• [About this task]
Go to the line that includes "rough mask: <svg" and retype it, then every line after it to the end of the data, adding nothing.

------ Input data

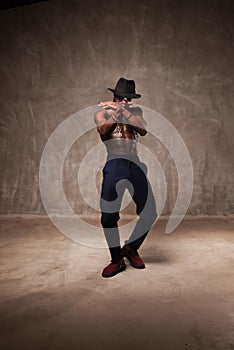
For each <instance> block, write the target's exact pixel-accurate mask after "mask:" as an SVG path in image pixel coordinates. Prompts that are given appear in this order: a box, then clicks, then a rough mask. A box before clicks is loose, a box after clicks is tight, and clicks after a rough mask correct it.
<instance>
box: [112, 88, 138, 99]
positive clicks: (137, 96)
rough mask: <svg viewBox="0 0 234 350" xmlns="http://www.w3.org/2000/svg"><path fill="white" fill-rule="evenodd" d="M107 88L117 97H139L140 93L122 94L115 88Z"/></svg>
mask: <svg viewBox="0 0 234 350" xmlns="http://www.w3.org/2000/svg"><path fill="white" fill-rule="evenodd" d="M107 89H108V90H110V91H111V92H113V94H115V95H117V96H119V97H127V98H140V97H141V95H140V94H124V93H121V92H119V91H117V90H115V89H111V88H107Z"/></svg>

------------

• [Answer to the problem]
rough mask: <svg viewBox="0 0 234 350" xmlns="http://www.w3.org/2000/svg"><path fill="white" fill-rule="evenodd" d="M107 88L117 97H139L140 93L122 94L115 88Z"/></svg>
mask: <svg viewBox="0 0 234 350" xmlns="http://www.w3.org/2000/svg"><path fill="white" fill-rule="evenodd" d="M107 89H108V90H110V91H111V92H113V94H115V95H117V96H119V97H127V98H140V97H141V95H140V94H124V93H121V92H119V91H117V90H115V89H111V88H107Z"/></svg>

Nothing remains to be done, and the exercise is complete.